* _Entrevista_
________________

Acha que Portugal fornece um bom apoio multidisciplinar para quem sofre desta doença…ou existem lacunas? O que poderia ser melhorado?
“É exatamente o centro de referência em Coimbra, o único que existe. Evidentemente que seria interessante e importantíssimo haver mais centros de referência, porque às vezes as pessoas terem que se deslocar não é assim tão fácil. Sim, a lacuna é a necessidade de mais centros de referência.”
Qual o papel da ANDO para com os pais de crianças que possuem esta doença?
“Bem, esta parte não sei, mas eu acho que depende da condição da criança, do modo de vida e dos recursos disponíveis. Não há assim ajudas de custo disponíveis de todas as formas, isso ainda não conseguimos dar. Mas o grupo de pais é muito importante e acho que também se ajudam mutuamente. Nunca mais vou esquecer um dos primeiros encontros da ANDO em que falei da minha experiência e do meu percurso. Um dos pais veio ter comigo no final e disse “Obrigada, graças ao seu testemunho estou muito mais sossegado”, porque percebeu que eu fazia uma vida completamente normal e acho que isso é importante. Acho que a ANDO quer entrar muito por aí!”
Quais são os próximos objetivos da ANDO?
“Acima de tudo, começarmos a avançar em termos de investigação, criar sinergias e cooperações com centros de investigação nacional, para avançar mais no conhecimento das displasias ósseas. Cooperar também entre os vários centros clínicos, para estabelecer mais centros de referência. Por outro lado, fomentar a bolsa ANDO e, assim, a participação dos jovens estudantes nestas áreas, bem como fazer cooperações a nível internacional. Além disso, queremos fazer colaborações, por exemplo, a nível do desporto adaptado, na área da física e da psicologia, aumentar essa disponibilidade de apoio e ajuda, muito importante para todos. Basicamente, o objetivo é albergar uma série de colaborações entre as várias áreas.”

________________

* _Listagem_
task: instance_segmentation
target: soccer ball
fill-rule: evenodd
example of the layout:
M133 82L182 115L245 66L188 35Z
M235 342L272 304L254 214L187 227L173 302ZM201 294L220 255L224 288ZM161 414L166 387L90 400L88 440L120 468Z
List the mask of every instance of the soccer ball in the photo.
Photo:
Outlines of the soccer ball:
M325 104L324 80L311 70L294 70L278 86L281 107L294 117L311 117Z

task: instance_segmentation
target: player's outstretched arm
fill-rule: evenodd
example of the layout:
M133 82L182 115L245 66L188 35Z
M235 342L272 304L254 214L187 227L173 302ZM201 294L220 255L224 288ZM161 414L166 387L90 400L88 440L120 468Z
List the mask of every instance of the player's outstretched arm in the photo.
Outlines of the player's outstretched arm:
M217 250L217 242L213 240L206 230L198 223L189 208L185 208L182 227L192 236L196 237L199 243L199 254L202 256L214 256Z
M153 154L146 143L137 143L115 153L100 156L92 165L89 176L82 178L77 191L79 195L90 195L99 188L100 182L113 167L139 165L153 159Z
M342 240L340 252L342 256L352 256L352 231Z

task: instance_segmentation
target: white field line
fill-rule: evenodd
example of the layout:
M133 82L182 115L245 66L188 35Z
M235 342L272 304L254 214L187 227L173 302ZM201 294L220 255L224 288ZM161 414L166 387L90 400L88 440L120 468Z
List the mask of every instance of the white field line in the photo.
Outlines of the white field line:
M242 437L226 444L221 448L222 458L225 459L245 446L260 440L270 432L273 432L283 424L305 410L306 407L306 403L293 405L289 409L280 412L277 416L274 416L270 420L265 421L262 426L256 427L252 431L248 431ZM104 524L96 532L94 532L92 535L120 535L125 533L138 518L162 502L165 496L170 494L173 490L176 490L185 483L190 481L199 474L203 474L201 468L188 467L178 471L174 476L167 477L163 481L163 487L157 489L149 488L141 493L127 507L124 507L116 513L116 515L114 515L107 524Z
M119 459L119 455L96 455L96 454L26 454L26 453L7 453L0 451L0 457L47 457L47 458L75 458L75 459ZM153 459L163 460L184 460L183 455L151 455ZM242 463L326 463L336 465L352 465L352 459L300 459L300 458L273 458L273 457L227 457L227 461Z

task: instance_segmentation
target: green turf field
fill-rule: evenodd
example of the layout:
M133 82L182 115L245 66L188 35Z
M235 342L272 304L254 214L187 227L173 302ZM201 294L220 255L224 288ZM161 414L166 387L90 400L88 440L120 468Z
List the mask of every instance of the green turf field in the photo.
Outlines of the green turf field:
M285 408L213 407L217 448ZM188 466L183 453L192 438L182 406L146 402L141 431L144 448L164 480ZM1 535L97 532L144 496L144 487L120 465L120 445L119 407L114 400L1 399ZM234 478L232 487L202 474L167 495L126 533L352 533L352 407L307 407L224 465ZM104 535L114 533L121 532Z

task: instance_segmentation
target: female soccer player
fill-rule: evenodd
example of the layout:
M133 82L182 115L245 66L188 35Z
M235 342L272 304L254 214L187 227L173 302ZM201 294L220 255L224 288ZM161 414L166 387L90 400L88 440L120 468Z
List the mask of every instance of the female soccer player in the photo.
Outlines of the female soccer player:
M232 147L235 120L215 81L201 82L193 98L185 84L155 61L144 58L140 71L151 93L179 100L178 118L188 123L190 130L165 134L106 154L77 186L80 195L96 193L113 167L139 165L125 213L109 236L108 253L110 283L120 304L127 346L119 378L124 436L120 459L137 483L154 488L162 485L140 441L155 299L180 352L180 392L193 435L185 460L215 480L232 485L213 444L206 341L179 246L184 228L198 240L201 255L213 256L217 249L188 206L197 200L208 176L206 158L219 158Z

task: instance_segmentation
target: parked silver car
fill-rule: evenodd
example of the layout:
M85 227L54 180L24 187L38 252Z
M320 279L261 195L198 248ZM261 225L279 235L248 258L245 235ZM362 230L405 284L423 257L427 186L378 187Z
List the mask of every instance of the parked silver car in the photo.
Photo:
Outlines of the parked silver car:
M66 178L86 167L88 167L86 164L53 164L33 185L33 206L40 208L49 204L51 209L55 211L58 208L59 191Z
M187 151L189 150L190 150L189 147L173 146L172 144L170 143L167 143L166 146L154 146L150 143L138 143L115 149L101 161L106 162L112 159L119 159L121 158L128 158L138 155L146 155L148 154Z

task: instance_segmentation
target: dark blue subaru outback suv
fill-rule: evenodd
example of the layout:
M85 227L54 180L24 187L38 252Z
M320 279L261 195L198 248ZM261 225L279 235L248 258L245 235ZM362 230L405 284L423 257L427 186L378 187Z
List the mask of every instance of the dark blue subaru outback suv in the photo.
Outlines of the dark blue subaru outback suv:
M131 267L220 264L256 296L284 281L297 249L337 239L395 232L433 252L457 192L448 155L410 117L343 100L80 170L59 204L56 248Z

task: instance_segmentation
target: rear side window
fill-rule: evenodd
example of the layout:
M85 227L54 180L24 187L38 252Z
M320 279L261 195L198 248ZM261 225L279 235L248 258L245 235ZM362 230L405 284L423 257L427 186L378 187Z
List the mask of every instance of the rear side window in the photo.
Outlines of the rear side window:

________________

* _O que fazer_
1. Reescreva o trecho da entrevista que vai de "Acha que Portugal" a "possuem esta doença?", trocando "Coimbra" por "Porto".
2. Segundo a entrevista, que frase um dos pais disse no final de um dos primeiros encontros da ANDO?
Baseie-se unicamente na entrevista, sem recorrer à listagem.

* _Respostas esperadas_
1.
Acha que Portugal fornece um bom apoio multidisciplinar para quem sofre desta doença…ou existem lacunas? O que poderia ser melhorado?
“É exatamente o centro de referência em Porto, o único que existe. Evidentemente que seria interessante e importantíssimo haver mais centros de referência, porque às vezes as pessoas terem que se deslocar não é assim tão fácil. Sim, a lacuna é a necessidade de mais centros de referência.”
Qual o papel da ANDO para com os pais de crianças que possuem esta doença?

2. "Obrigada, graças ao seu testemunho estou muito mais sossegado."